== Task data

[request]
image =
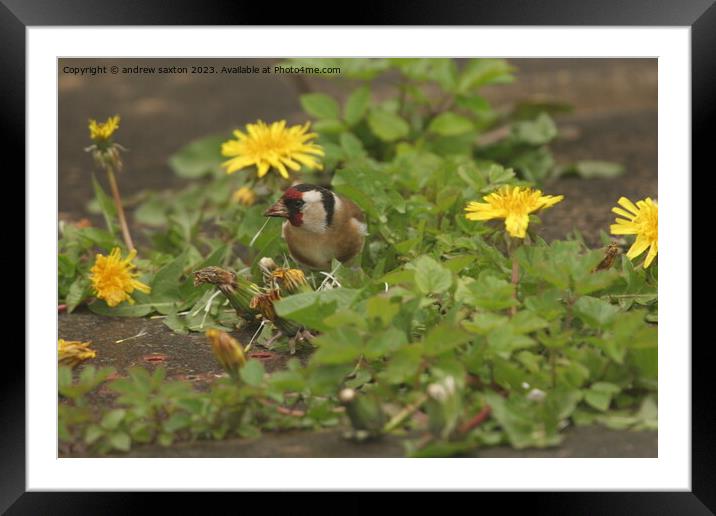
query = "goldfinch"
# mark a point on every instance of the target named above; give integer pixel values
(320, 225)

====

Set problem.
Can you update the rows above so that "goldfinch" becomes "house sparrow" and nothing else changes, leaving the pictures out of your answer?

Result below.
[request]
image =
query = "house sparrow"
# mark a point on every instance of the target named above; give integer pixel values
(320, 225)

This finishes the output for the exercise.